Each entry shown below is to be reproduced exactly.

[Records from a data collection]
---*---

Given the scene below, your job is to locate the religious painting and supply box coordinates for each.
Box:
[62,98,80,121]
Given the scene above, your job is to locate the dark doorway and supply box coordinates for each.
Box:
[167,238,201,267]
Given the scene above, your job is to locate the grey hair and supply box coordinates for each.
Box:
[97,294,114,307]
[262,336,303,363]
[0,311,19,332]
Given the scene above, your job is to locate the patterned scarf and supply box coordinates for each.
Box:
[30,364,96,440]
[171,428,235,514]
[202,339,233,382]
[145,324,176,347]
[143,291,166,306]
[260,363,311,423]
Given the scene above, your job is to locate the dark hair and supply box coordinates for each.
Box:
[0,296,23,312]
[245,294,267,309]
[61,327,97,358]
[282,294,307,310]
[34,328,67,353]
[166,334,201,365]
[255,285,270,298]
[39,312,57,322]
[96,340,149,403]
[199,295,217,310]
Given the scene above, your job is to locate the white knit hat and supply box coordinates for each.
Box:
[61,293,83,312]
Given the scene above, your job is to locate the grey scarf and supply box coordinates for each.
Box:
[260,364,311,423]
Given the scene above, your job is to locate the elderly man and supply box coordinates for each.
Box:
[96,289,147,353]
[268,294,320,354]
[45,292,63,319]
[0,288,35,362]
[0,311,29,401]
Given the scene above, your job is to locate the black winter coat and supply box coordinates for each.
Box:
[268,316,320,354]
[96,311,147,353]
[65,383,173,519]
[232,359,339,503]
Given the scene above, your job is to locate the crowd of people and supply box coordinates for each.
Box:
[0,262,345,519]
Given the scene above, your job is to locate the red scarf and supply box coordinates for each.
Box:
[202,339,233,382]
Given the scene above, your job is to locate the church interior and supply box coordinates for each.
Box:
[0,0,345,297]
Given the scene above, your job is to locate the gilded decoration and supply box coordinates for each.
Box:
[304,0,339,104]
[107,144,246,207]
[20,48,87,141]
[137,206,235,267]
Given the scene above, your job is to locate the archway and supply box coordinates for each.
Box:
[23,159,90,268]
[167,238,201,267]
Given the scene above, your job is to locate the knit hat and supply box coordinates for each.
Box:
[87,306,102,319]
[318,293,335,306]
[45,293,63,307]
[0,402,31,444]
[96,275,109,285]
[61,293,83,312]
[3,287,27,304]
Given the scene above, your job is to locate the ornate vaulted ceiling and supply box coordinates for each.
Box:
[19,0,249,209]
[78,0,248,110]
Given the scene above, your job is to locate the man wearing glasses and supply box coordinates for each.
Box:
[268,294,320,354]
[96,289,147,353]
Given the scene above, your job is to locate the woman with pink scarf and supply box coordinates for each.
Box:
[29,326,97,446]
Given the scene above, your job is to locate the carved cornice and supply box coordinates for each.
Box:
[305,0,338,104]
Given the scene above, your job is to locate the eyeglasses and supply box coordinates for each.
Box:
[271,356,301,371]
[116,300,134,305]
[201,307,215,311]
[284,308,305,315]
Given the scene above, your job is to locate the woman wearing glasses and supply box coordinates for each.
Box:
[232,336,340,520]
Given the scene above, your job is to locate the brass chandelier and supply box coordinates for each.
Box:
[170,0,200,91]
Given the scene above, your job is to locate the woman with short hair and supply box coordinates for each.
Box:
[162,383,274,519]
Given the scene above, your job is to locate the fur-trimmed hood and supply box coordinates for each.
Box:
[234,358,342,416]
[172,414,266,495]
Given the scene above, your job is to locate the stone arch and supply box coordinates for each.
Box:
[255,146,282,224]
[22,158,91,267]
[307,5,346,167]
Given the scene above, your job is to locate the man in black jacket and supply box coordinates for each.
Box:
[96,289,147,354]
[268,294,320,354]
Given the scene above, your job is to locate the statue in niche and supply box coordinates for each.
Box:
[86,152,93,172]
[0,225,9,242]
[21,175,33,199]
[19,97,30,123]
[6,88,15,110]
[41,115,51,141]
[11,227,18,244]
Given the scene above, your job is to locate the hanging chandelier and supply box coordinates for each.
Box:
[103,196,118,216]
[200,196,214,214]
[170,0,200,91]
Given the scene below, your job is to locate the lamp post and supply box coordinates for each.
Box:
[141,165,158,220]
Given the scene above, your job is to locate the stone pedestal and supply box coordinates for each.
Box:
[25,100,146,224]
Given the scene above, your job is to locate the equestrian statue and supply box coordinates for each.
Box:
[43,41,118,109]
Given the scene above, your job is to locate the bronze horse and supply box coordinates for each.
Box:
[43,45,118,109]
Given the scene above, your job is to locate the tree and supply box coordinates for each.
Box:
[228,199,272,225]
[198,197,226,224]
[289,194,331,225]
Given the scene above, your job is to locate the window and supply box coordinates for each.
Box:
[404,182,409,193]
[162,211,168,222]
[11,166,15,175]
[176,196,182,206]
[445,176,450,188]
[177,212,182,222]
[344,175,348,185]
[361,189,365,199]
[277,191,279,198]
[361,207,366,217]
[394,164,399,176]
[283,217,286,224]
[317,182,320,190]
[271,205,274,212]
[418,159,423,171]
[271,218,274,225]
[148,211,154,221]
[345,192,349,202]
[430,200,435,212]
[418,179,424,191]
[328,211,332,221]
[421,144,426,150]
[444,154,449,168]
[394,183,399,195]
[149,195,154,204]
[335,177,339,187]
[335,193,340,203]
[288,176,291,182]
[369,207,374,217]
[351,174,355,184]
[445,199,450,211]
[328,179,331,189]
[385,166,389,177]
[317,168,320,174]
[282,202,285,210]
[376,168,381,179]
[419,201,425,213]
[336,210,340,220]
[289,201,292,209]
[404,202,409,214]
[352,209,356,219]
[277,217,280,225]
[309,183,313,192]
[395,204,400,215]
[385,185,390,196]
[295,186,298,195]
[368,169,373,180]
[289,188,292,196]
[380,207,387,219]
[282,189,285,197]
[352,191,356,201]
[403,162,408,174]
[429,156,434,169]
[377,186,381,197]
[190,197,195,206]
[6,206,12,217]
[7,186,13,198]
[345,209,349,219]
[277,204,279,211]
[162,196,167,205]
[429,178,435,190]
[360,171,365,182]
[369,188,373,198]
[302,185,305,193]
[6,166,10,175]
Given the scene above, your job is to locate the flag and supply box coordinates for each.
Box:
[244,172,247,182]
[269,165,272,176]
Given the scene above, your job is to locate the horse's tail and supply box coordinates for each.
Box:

---*---

■ **Written solution**
Given the scene below, your job is to locate the religious painting and supply box coordinates for each.
Box:
[62,98,80,121]
Given the scene above, your job is to locate the dark doorway and supply box coordinates for each.
Box:
[167,238,201,267]
Given the scene above, your job is to locate the grey hair and supply box coordinates for each.
Box:
[97,294,114,307]
[262,336,303,363]
[0,311,19,332]
Given the scene above, your job is to locate the patterned scarf and supply box coordinates for each.
Box:
[30,364,96,440]
[171,428,235,514]
[202,339,233,382]
[145,324,176,347]
[143,291,166,306]
[260,363,311,423]
Given the scene above, your job is to locate the dark hair and supply box coordinates for each.
Box:
[0,296,23,312]
[245,294,267,309]
[61,327,97,358]
[282,294,307,310]
[34,328,67,353]
[166,334,201,365]
[255,285,270,298]
[39,312,57,322]
[96,340,149,403]
[199,295,217,310]
Given the scene above, your job is to locate the white knit hat and supply box coordinates for each.
Box:
[61,293,83,312]
Given the scene above, your job is to locate the grey scarf and supply box coordinates for each.
Box:
[260,364,311,423]
Given the scene above, your job is to locate the elderly man and supply box coordinates for each.
Box:
[96,289,147,353]
[268,294,320,354]
[45,292,63,319]
[0,288,35,362]
[0,311,29,401]
Given the scene above, your job is to locate the black winter coat and supply box coordinates for each.
Box:
[268,316,320,354]
[96,311,147,353]
[65,383,173,519]
[232,359,339,503]
Given the scene above, your job is to locate the crowd of people and supply box coordinates for each.
Box:
[0,262,345,519]
Given the scene above, your job is to locate the red scarf and supply box coordinates for each.
Box:
[202,339,233,382]
Given the scene above, your job is to locate the church interior and supply box coordinates for each.
Box:
[0,0,345,297]
Given the scene above, your job is to locate the gilded decoration and supply box coordinates for each.
Box:
[304,0,339,104]
[107,144,246,207]
[20,48,87,141]
[137,206,235,267]
Given the scene above, your job is to locate the archway and supply box coordinates for each.
Box:
[23,159,90,268]
[167,238,201,267]
Given the scene above, your job is to locate the knit hat and supply box coordinates for each.
Box:
[87,306,102,319]
[318,293,335,306]
[45,293,63,307]
[0,402,31,444]
[96,275,109,285]
[61,293,83,312]
[3,287,27,304]
Given the scene above, your job is to locate the ornate vaulted ceiling and supply box coordinates for each.
Box:
[19,0,249,209]
[78,0,248,110]
Given the scene above, your job is to locate the man wearing glasses and supply box coordinates for each.
Box:
[268,294,320,354]
[96,289,147,353]
Given the scene above, your job is to locate the woman with pink scarf and supply box coordinates for each.
Box:
[29,326,97,446]
Given the scene above, your job is to locate the carved cornice and supply box coordinates for each.
Box:
[305,0,338,104]
Given the scene above, your job is to locate the eyeglasses and supply box coordinates for each.
Box:
[271,356,301,371]
[116,300,134,305]
[201,307,215,311]
[284,308,305,315]
Given the scene above, your job is to locate the woman wearing glasses and supply box coordinates for each.
Box:
[232,336,340,520]
Given the scene above, your job is to locate the brass chandelier and supply box coordinates for each.
Box:
[170,0,200,91]
Given the scene above, your job is to locate the woman with short hair and supply box coordinates for each.
Box:
[162,383,274,519]
Given the scene above, your job is to locate the fur-trimmed hood and supply box coordinates for each.
Box:
[234,358,342,416]
[172,414,266,495]
Given the scene above, your job is to locate the stone arch and supply box coordinates for each.
Box:
[255,146,282,224]
[22,158,91,267]
[307,5,346,167]
Given the scene above, your job is to locate the man in black jacket and supply box coordinates for each.
Box:
[96,289,147,354]
[268,294,320,354]
Given the scene above, your job is to locate the statue in niche and supply box coordinates for each.
Box:
[86,152,93,172]
[0,225,9,242]
[21,175,33,199]
[19,97,30,123]
[6,88,15,110]
[41,115,51,141]
[11,227,18,244]
Given the scene above, your job is to locate the hanging chandelier and supply box coordinates for each.
Box:
[103,196,118,216]
[200,196,214,214]
[170,0,200,91]
Given the scene below, your job is to locate the lamp post and supply box coordinates for each.
Box:
[141,165,158,220]
Given the scene above, your job is to locate the stone pedestal and supply box coordinates for each.
Box:
[25,100,146,224]
Given the scene above, your job is to locate the equestrian statue and supply box coordinates for each.
Box:
[43,41,118,109]
Given the scene above, your job is to locate the bronze horse and supply box coordinates for each.
Box:
[43,45,118,109]
Given the scene above, your job is to locate the tree and supply box coordinates for each.
Box:
[228,199,272,225]
[198,197,226,224]
[289,194,331,225]
Given the scene above, your job is to locate the window and supply box coordinates for each.
Box:
[404,182,409,193]
[162,211,168,222]
[11,166,15,175]
[176,196,182,206]
[445,176,450,188]
[177,212,182,222]
[344,175,348,185]
[361,189,365,199]
[277,191,279,198]
[361,207,366,217]
[394,164,399,176]
[283,217,286,224]
[317,182,320,190]
[271,205,274,212]
[418,159,423,171]
[271,218,274,225]
[148,211,154,221]
[345,192,349,202]
[430,200,435,212]
[418,179,424,191]
[328,211,332,221]
[421,144,426,150]
[444,154,449,168]
[394,183,399,195]
[149,195,154,204]
[335,177,339,187]
[335,193,340,203]
[288,176,291,182]
[369,207,374,217]
[351,174,355,184]
[445,199,450,211]
[328,179,331,189]
[385,166,389,177]
[317,168,320,174]
[282,202,285,210]
[376,168,381,179]
[419,201,425,213]
[336,210,340,220]
[289,201,292,209]
[404,202,409,214]
[352,209,356,219]
[277,217,280,225]
[309,183,313,192]
[395,204,400,215]
[385,185,390,196]
[295,186,298,195]
[368,169,373,180]
[289,188,292,196]
[380,207,387,219]
[282,189,285,197]
[352,191,356,201]
[403,162,408,174]
[429,156,434,169]
[377,186,381,197]
[190,197,195,206]
[6,206,12,217]
[7,186,13,198]
[345,209,349,219]
[277,204,279,211]
[162,196,167,205]
[429,178,435,190]
[360,171,365,182]
[369,188,373,198]
[302,185,305,193]
[6,166,10,175]
Given the scene above, your job is to locate the flag and supply box coordinates for each.
Box:
[244,172,247,182]
[269,165,272,176]
Given the scene above, your job is to locate the horse's tail and supply box coordinates for each.
Box:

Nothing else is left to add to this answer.